- **TRECHO DE TEXTO**
---*---

# Vixie-cron com problema - [ RESOLVIDO ]

## dangsantos

Estou agendando algumas tarefas no meu cron utilizando o comando /usr/bin/crontab -e. Logo após terninar de agendar o meu vixie-cron simplemente não faz nada quando da a hora de executar o comando. Alguem sabe alguma solução para isso.

Obrigado,

Daniel G Santos

----------

## eljsl

Olá!

Sem informar o que está executando e como está seu arquivo de configuração, fica dificil ajudar... Mas pode ser:

- Problema de permissões

- path do aplicativo não sendo encontrado

- ...

Tente executar um simples touch ARQUIVO.tmp   em seu diretório $HOME e veja se foi criado o arquivo.

Att.

 Jackson Lopes

----------

## dangsantos

Caro Jackson,

  Realizei o teste adicionando ao contrab -e o comando "touch /home/daniel/ola.txt" e simplemente o arquivo ola.txt não foi criado. Então verifiquei o arquivo /var/log/messages que me deu a seguinte informação abaixo.

Jul 18 15:02:20 katana cron[7497]: (CRON) STARTUP (V5.0)

Jul 18 15:03:01 katana cron[7541]: (root) CMD (root touch /home/danielsantos/ola.txt)

Jul 18 15:03:01 katana cron[7540]: (root) MAIL (mailed 33 bytes of output but got status 0x0001 )

Daniel

----------

## eljsl

Olá!

A sintaxe em seu arquivo contrab está ok ?

Tente seguir: 

http://focalinux.cipsga.org.br/guia/intermediario/ch-manut.htm#s-manut-cron

Caso não consiga, informe!

Att.

 Jackson Lopes

----------

## dangsantos

Caro Jackson,

  Realizei o teste como esta no exemplo do site do foca, ficando da seguinte forma "05 10 19 7 * root touch /home/danielsantos/ola.txt". Mas mesmo assim não aconteceu nada, o cron mostrou a mesma mensagem de log que coloquei no post anterior.

Obrigado,

Daniel

----------

## eljsl

Olá!

 Procure por a mensagem (email)  que o vixie-cron tenta enviar ao usuário configurado anteriormente  para assim identificar o problema. Se necessário, configure um servidor de email local para isso. 

 A mensagem é algo parecido, como visualizo no código do aplicativo neste momento :

                        ...

                                fprintf(mail, "From: root (Cron Daemon)\n");

                                fprintf(mail, "To: %s\n", mailto);

                                fprintf(mail, "Subject: Cron <%s@%s> %s\n",

                                        usernm, first_word(hostname, "."),

                                        e->cmd);

                        ..

 Att.

 Jackson Lopes

----------

## dangsantos

Caro Jackson,

   Como não consegui configurar um serviço de e-mail no gentoo eu preferi instala-lo novamente e desta vez mesmo fazendo os mesmos passos da instalação anterior deu tudo certo. O Vixie-cron está funcionando corretamente.

Desde já agradeço sua ajuda,

DanielGSantos

----------

---*---

- **DADOS BRUTOS**
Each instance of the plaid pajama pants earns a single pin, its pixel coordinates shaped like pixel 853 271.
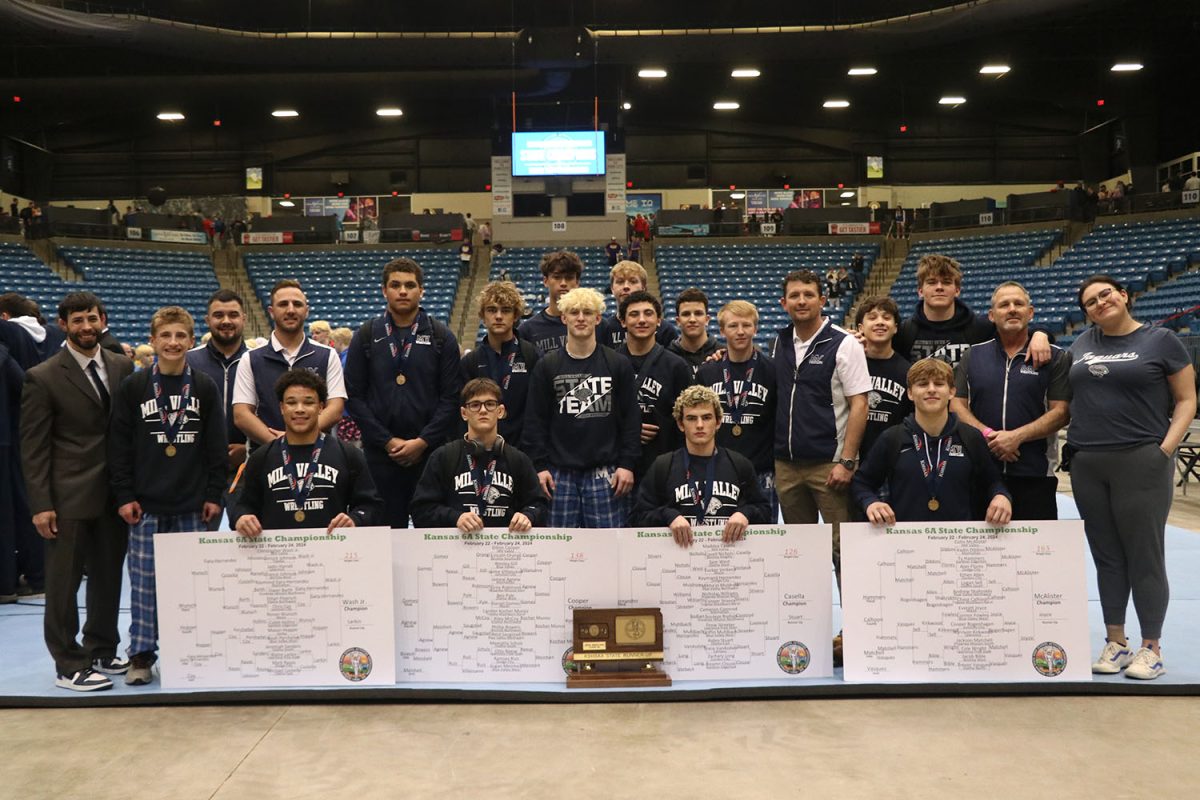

---*---

- **TAREFAS**
(A) Diga se cada afirmação bate com o tópico sobre o vixie-cron, respondendo sim ou não e citando as palavras do tópico que decidem: (i) No teste com touch, o arquivo ola.txt foi criado. (ii) Jackson sugeriu montar um servidor de email local, se fosse preciso. (iii) Daniel conseguiu configurar um serviço de e-mail no gentoo.
(B) Passe para o inglês esta frase do tópico sobre o vixie-cron: "Mas mesmo assim não aconteceu nada, o cron mostrou a mesma mensagem de log que coloquei no post anterior."
(C) No tópico sobre o vixie-cron, qual arquivo Daniel olhou depois que o teste com touch falhou?
A listagem não tem nada a ver com o tópico sobre o vixie-cron.

- **RESPOSTAS DAS TAREFAS**
(A)
(i) Não: "simplemente o arquivo ola.txt não foi criado".
(ii) Sim: "Se necessário, configure um servidor de email local para isso."
(iii) Não: "Como não consegui configurar um serviço de e-mail no gentoo".

(B) But even so nothing happened; cron showed the same log message I posted in my previous post.

(C) O arquivo /var/log/messages.